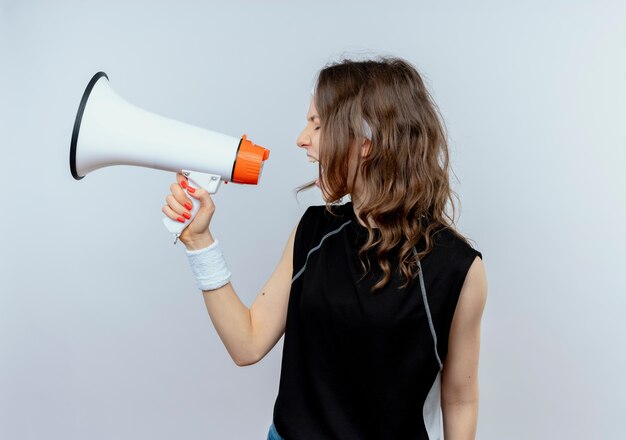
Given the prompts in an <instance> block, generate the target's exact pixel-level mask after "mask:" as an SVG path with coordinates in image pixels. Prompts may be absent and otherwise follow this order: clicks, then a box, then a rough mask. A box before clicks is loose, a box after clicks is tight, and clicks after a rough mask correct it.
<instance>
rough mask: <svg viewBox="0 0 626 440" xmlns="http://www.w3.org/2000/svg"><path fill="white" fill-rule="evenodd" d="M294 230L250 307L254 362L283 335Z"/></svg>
mask: <svg viewBox="0 0 626 440" xmlns="http://www.w3.org/2000/svg"><path fill="white" fill-rule="evenodd" d="M296 230H297V226H296V227H295V228H294V229H293V231H292V232H291V235H290V236H289V239H288V240H287V244H286V245H285V250H284V251H283V255H282V257H281V258H280V261H279V262H278V265H277V266H276V269H275V270H274V273H272V275H271V277H270V278H269V280H268V281H267V283H265V285H264V286H263V288H262V289H261V291H260V292H259V294H258V295H257V297H256V299H255V300H254V302H253V303H252V306H251V307H250V320H251V321H252V335H253V336H252V340H253V341H254V345H255V352H256V356H255V359H256V360H257V362H258V361H260V360H261V359H263V358H264V357H265V355H266V354H267V353H269V351H270V350H271V349H272V348H273V347H274V345H276V343H277V342H278V340H279V339H280V338H281V336H282V335H283V333H284V332H285V324H286V322H287V306H288V304H289V292H290V290H291V277H292V273H293V246H294V241H295V235H296Z"/></svg>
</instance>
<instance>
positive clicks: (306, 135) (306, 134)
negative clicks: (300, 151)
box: [296, 130, 311, 148]
mask: <svg viewBox="0 0 626 440" xmlns="http://www.w3.org/2000/svg"><path fill="white" fill-rule="evenodd" d="M296 145H298V147H301V148H306V147H308V146H309V145H311V136H310V135H309V134H308V133H307V131H306V130H302V133H300V136H298V139H296Z"/></svg>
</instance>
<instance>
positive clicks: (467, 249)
mask: <svg viewBox="0 0 626 440" xmlns="http://www.w3.org/2000/svg"><path fill="white" fill-rule="evenodd" d="M432 239H433V252H437V253H438V254H440V255H441V256H442V257H444V258H446V259H449V258H462V259H464V260H465V259H471V260H472V261H473V260H474V258H475V257H476V256H478V257H480V259H481V260H482V258H483V256H482V253H481V252H480V251H479V250H478V249H477V248H476V244H475V243H474V242H473V240H471V239H469V238H467V237H466V236H464V235H463V234H461V233H460V232H459V231H457V230H456V229H454V228H453V227H451V226H445V227H440V228H438V229H436V231H435V232H434V233H433V235H432Z"/></svg>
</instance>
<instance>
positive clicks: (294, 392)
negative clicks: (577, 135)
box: [163, 58, 487, 440]
mask: <svg viewBox="0 0 626 440" xmlns="http://www.w3.org/2000/svg"><path fill="white" fill-rule="evenodd" d="M297 144H298V146H299V147H300V148H302V149H303V150H305V152H306V155H307V157H308V158H309V160H311V161H316V162H319V171H320V173H319V179H318V180H317V181H316V182H315V184H316V185H317V186H319V187H320V189H321V191H322V194H323V197H324V199H325V201H326V203H327V204H326V206H313V207H310V208H309V209H307V211H306V212H305V213H304V215H303V217H302V219H301V220H300V222H299V223H298V225H297V226H296V227H295V228H294V230H293V231H292V233H291V236H290V237H289V240H288V241H287V245H286V247H285V250H284V253H283V256H282V258H281V260H280V262H279V263H278V266H277V267H276V270H275V271H274V273H273V274H272V275H271V277H270V278H269V280H268V281H267V283H266V284H265V286H264V287H263V288H262V289H261V290H260V292H259V294H258V296H257V297H256V299H255V301H254V303H253V304H252V307H250V308H247V307H246V306H245V305H244V304H243V303H242V302H241V301H240V299H239V297H238V296H237V294H236V293H235V290H234V289H233V286H232V285H231V284H230V282H229V278H230V272H228V269H227V267H226V264H225V262H224V260H223V258H222V256H221V252H220V250H219V244H218V243H217V241H216V240H215V239H214V238H213V236H212V235H211V232H210V230H209V224H210V221H211V217H212V216H213V213H214V211H215V206H214V204H213V201H212V200H211V198H210V197H209V195H208V194H207V193H206V192H205V191H203V190H201V189H199V190H197V191H194V190H195V189H193V188H189V187H188V185H187V182H186V181H185V179H184V177H182V176H181V175H179V176H178V179H177V183H175V184H173V185H172V186H171V194H170V195H168V197H167V204H166V205H165V206H164V207H163V212H164V213H165V214H166V215H168V216H169V217H170V218H172V219H177V218H181V219H184V216H187V213H188V210H189V208H190V207H191V203H201V208H200V210H199V212H198V214H197V216H196V217H195V218H194V219H193V221H191V222H190V224H189V225H188V226H187V228H186V229H185V230H184V231H183V233H182V235H181V236H180V240H181V241H182V242H183V243H184V244H185V246H186V248H187V254H188V257H189V261H190V264H191V266H192V270H193V271H194V274H195V275H196V277H197V279H198V285H199V286H200V288H201V289H203V295H204V300H205V303H206V307H207V310H208V313H209V315H210V318H211V320H212V322H213V324H214V325H215V328H216V330H217V332H218V334H219V336H220V338H221V339H222V341H223V343H224V345H225V346H226V349H227V350H228V352H229V353H230V355H231V356H232V358H233V360H234V361H235V363H236V364H237V365H241V366H243V365H251V364H254V363H255V362H258V361H259V360H261V359H262V358H263V357H264V356H265V355H266V354H267V353H268V352H269V351H270V350H271V349H272V347H274V345H275V344H276V343H277V342H278V340H279V339H280V337H281V336H282V335H283V333H284V334H285V340H284V347H283V359H282V370H281V376H280V386H279V390H278V396H277V399H276V403H275V406H274V412H273V423H272V425H271V427H270V432H269V434H268V439H270V440H273V439H279V440H280V439H284V440H330V439H333V440H339V439H341V440H345V439H351V440H352V439H354V440H361V439H362V440H365V439H377V440H380V439H389V440H391V439H393V440H398V439H403V440H418V439H429V440H433V439H440V438H442V435H443V434H445V438H446V440H460V439H463V440H468V439H474V438H475V432H476V425H477V417H478V356H479V345H480V323H481V318H482V314H483V309H484V306H485V301H486V296H487V281H486V276H485V270H484V267H483V263H482V260H481V258H482V255H481V254H480V252H478V251H477V250H475V249H473V248H472V246H470V244H469V243H468V242H467V240H466V239H465V238H463V236H461V235H460V234H459V233H457V232H456V231H455V228H454V202H453V200H452V195H453V194H454V193H453V191H452V190H451V188H450V185H449V176H448V151H447V141H446V136H445V132H444V128H443V123H442V121H441V118H440V115H439V113H438V111H437V107H436V106H435V104H434V102H433V101H432V98H431V97H430V95H429V93H428V91H427V90H426V88H425V86H424V83H423V81H422V79H421V77H420V75H419V74H418V72H417V71H416V70H415V68H414V67H413V66H411V65H410V64H409V63H407V62H406V61H404V60H402V59H397V58H385V59H377V60H371V61H352V60H344V61H342V62H339V63H335V64H332V65H329V66H327V67H326V68H324V69H323V70H321V71H320V73H319V77H318V80H317V84H316V87H315V91H314V96H313V98H312V100H311V105H310V108H309V112H308V115H307V123H306V126H305V128H304V130H303V131H302V133H301V134H300V136H299V137H298V139H297ZM308 186H313V183H312V184H310V185H308ZM185 189H187V192H186V191H185ZM190 191H193V192H191V193H190ZM346 196H349V197H350V199H351V201H350V202H347V203H344V204H340V202H341V201H342V198H343V197H346ZM448 204H449V205H450V206H451V207H452V211H453V213H452V216H450V215H449V214H448V212H447V209H448V208H447V206H448ZM441 415H443V420H441ZM442 431H443V432H442Z"/></svg>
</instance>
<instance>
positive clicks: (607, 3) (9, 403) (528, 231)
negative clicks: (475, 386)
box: [0, 0, 626, 440]
mask: <svg viewBox="0 0 626 440" xmlns="http://www.w3.org/2000/svg"><path fill="white" fill-rule="evenodd" d="M625 47H626V5H625V4H624V2H619V1H614V2H609V1H593V2H592V1H586V2H582V1H552V2H540V1H527V2H513V1H507V2H498V1H486V0H477V1H474V2H461V1H456V2H437V3H436V4H435V2H425V1H413V2H409V1H406V2H400V1H395V0H388V1H385V2H363V1H345V2H336V1H325V0H324V1H317V2H288V1H266V2H254V1H244V0H239V1H230V2H216V1H214V2H208V1H207V2H200V1H191V0H187V1H178V2H166V1H107V2H94V1H90V2H85V1H83V2H79V1H55V2H45V1H7V0H4V1H2V2H0V50H1V52H0V55H1V56H0V75H1V78H0V92H1V97H0V112H1V113H0V124H1V125H0V148H1V152H2V156H1V157H2V158H1V159H0V166H1V174H0V175H1V179H2V180H1V182H2V190H3V191H2V194H3V195H2V202H1V205H2V215H0V231H2V236H1V237H0V438H2V439H19V440H26V439H40V438H47V439H91V440H95V439H148V438H149V439H151V440H157V439H172V438H182V439H206V438H209V439H214V438H225V439H264V438H265V436H266V432H267V428H268V426H269V424H270V423H271V416H272V409H273V404H274V399H275V397H276V392H277V389H278V379H279V375H280V359H281V354H282V340H281V341H280V342H279V344H278V345H277V346H276V347H275V348H274V350H273V351H272V352H271V353H270V354H269V355H268V356H267V357H266V358H265V359H264V360H263V361H262V362H261V363H259V364H256V365H254V366H251V367H247V368H239V367H237V366H235V364H234V363H233V362H232V360H231V359H230V357H229V356H228V353H227V352H226V350H225V348H224V346H223V345H222V343H221V341H220V339H219V337H218V336H217V333H216V332H215V330H214V328H213V326H212V324H211V322H210V320H209V317H208V315H207V313H206V310H205V308H204V303H203V301H202V297H201V295H200V293H199V292H198V291H197V290H196V289H195V287H194V282H193V280H192V278H191V276H190V273H189V269H188V268H187V265H186V264H187V263H186V260H185V257H184V254H183V249H182V247H181V246H180V245H178V246H173V245H172V242H171V240H170V237H169V235H168V234H167V232H166V231H165V229H163V227H162V224H161V217H162V215H161V212H160V208H161V206H162V204H163V198H164V196H165V194H166V193H167V189H168V186H169V183H170V182H171V181H172V179H173V176H172V175H169V173H163V172H160V171H154V170H147V169H139V168H131V167H117V168H108V169H103V170H99V171H97V172H94V173H93V174H91V175H89V176H87V177H86V178H85V179H83V180H82V181H80V182H76V181H74V180H73V179H72V177H71V175H70V172H69V166H68V152H69V141H70V136H71V130H72V125H73V121H74V116H75V113H76V109H77V106H78V103H79V101H80V97H81V95H82V92H83V90H84V87H85V85H86V84H87V81H88V80H89V79H90V77H91V76H92V75H93V74H94V73H95V72H97V71H98V70H104V71H106V72H107V73H108V75H109V78H110V80H111V84H112V86H113V87H114V88H115V89H116V90H117V91H118V92H119V93H120V94H121V96H123V97H125V98H126V99H127V100H129V101H130V102H132V103H134V104H136V105H138V106H140V107H143V108H145V109H147V110H149V111H152V112H155V113H158V114H162V115H165V116H168V117H171V118H175V119H179V120H183V121H185V122H189V123H192V124H195V125H199V126H203V127H207V128H210V129H213V130H218V131H222V132H224V133H227V134H230V135H233V136H238V135H240V134H242V133H244V132H245V133H247V134H248V135H249V137H250V138H251V139H253V140H254V141H256V142H257V143H259V144H261V145H264V146H267V147H268V148H270V149H271V151H272V155H271V158H270V160H269V161H268V163H267V165H266V167H265V170H264V175H263V180H262V182H261V185H259V186H258V187H242V186H236V185H228V186H225V187H224V186H223V187H222V189H221V190H220V193H219V194H218V195H217V196H216V203H217V204H218V212H217V214H216V216H215V219H214V232H215V235H216V236H217V237H219V238H220V240H221V241H222V244H223V248H224V252H225V254H226V257H227V260H228V263H229V265H230V267H231V269H232V271H233V272H234V284H235V286H236V288H237V290H238V292H239V294H240V297H241V298H242V300H243V301H244V302H245V303H246V304H247V305H248V306H250V305H251V303H252V301H253V299H254V298H255V296H256V294H257V289H259V288H260V286H261V285H262V284H263V282H264V281H265V279H266V277H267V276H268V275H269V274H270V273H271V271H272V270H273V267H274V265H275V263H276V262H277V260H278V258H279V256H280V254H281V252H282V248H283V246H284V243H285V240H286V238H287V236H288V234H289V231H290V230H291V228H292V227H293V226H294V225H295V223H296V222H297V220H298V219H299V216H300V215H301V214H302V212H303V211H304V209H305V208H306V206H308V205H309V204H313V203H316V204H317V203H319V202H320V199H319V197H318V196H317V195H315V194H309V195H306V196H303V197H301V198H300V200H299V202H298V201H296V199H295V198H294V196H293V192H292V190H293V188H295V187H296V186H298V185H299V184H301V183H303V182H304V181H306V180H307V179H309V178H311V177H312V176H313V175H314V174H315V170H316V169H315V167H314V166H311V165H310V164H308V163H307V162H306V160H305V158H304V154H303V152H302V151H298V148H296V147H295V138H296V136H297V134H298V132H299V130H300V129H301V127H302V126H303V124H304V117H305V112H306V109H307V105H308V94H309V91H310V89H311V86H312V82H313V78H314V75H315V73H316V71H317V70H318V69H319V68H321V67H322V66H323V65H324V64H325V63H326V62H328V61H330V60H334V59H336V58H337V57H338V56H339V55H341V54H343V53H348V54H370V53H371V54H394V55H399V56H402V57H404V58H406V59H408V60H409V61H411V62H413V63H414V64H416V65H417V67H418V68H419V69H420V70H421V72H422V73H423V74H424V76H425V78H426V79H427V81H428V84H429V85H430V88H431V91H432V92H433V94H434V96H435V99H436V101H437V102H438V103H439V105H440V107H441V110H442V112H443V114H444V117H445V119H446V123H447V126H448V129H449V134H450V139H451V149H452V150H451V151H452V158H453V169H454V171H455V173H456V176H457V177H458V180H455V181H454V187H455V188H456V190H457V191H458V193H459V195H460V197H461V200H462V211H461V216H460V221H459V227H460V229H461V231H463V232H464V233H466V234H468V235H469V236H471V237H472V238H473V239H474V240H475V242H476V246H477V248H478V249H479V250H481V251H482V252H483V254H484V257H485V265H486V267H487V272H488V277H489V285H490V293H489V299H488V304H487V308H486V311H485V316H484V324H483V339H482V351H481V361H480V365H481V369H480V384H481V404H480V417H479V429H478V438H479V439H485V440H500V439H508V440H515V439H520V440H521V439H524V440H526V439H589V438H594V439H623V438H626V428H625V427H624V424H623V423H622V418H623V414H624V410H626V401H625V400H626V399H625V397H624V395H625V392H626V386H625V385H626V383H625V382H626V379H625V375H624V371H625V368H626V354H625V352H624V347H625V346H626V336H625V335H626V324H625V323H624V322H625V320H624V318H623V314H624V311H625V310H626V299H625V294H626V280H625V276H624V273H625V270H624V268H623V267H624V265H625V264H626V251H625V245H626V232H625V225H626V203H625V202H626V197H625V188H626V173H624V171H623V169H624V164H625V159H626V153H625V152H624V151H625V147H626V130H625V129H624V122H625V121H626V104H625V103H626V86H625V82H624V79H625V78H626V50H625ZM419 411H420V409H417V408H416V413H419Z"/></svg>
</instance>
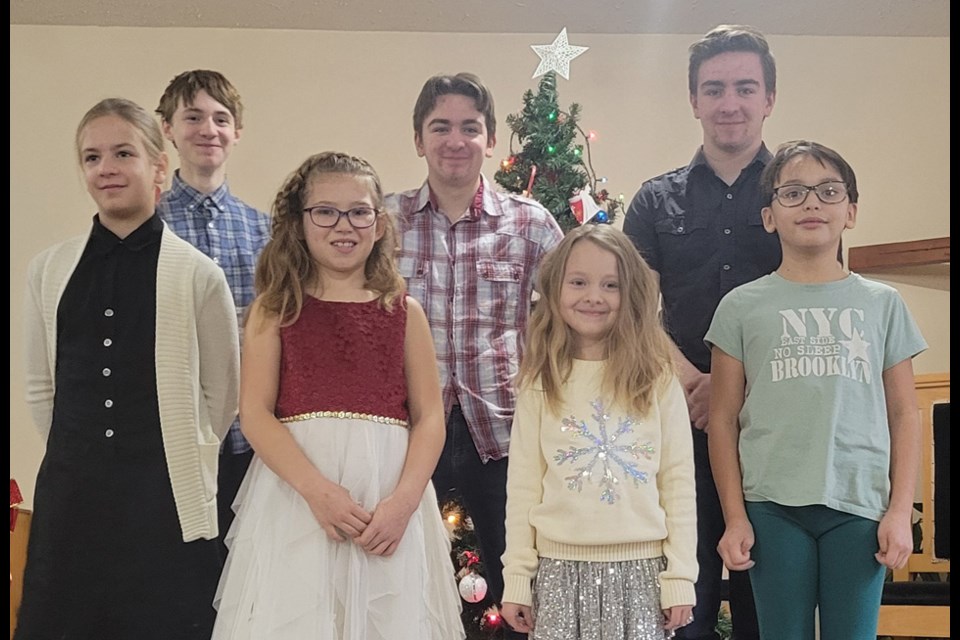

What this task involves ▸
All that should be written out is the stretch of lines above between the one holding "box: [296, 130, 311, 148]" and the one holding "negative clicks: (577, 135)", inclusive, exactly as given.

Reply to the task ▸
box: [296, 130, 311, 148]
mask: <svg viewBox="0 0 626 440" xmlns="http://www.w3.org/2000/svg"><path fill="white" fill-rule="evenodd" d="M296 145H298V147H301V148H306V147H308V146H309V145H311V136H310V135H309V134H308V133H307V131H306V130H302V133H300V136H298V139H296Z"/></svg>
</instance>
<instance>
positive clicks: (467, 249)
mask: <svg viewBox="0 0 626 440" xmlns="http://www.w3.org/2000/svg"><path fill="white" fill-rule="evenodd" d="M432 239H433V252H437V253H438V254H440V255H441V256H442V257H444V258H446V259H449V258H462V259H464V260H465V259H471V260H472V261H473V260H474V258H475V257H476V256H478V257H480V259H481V260H482V258H483V256H482V253H481V252H480V251H479V250H478V249H477V248H476V244H475V243H474V242H473V240H471V239H469V238H467V237H466V236H464V235H463V234H461V233H460V232H459V231H457V230H456V229H454V228H453V227H451V226H445V227H440V228H438V229H436V231H435V232H434V233H433V235H432Z"/></svg>
</instance>
<instance>
positive clicks: (294, 392)
negative clicks: (577, 135)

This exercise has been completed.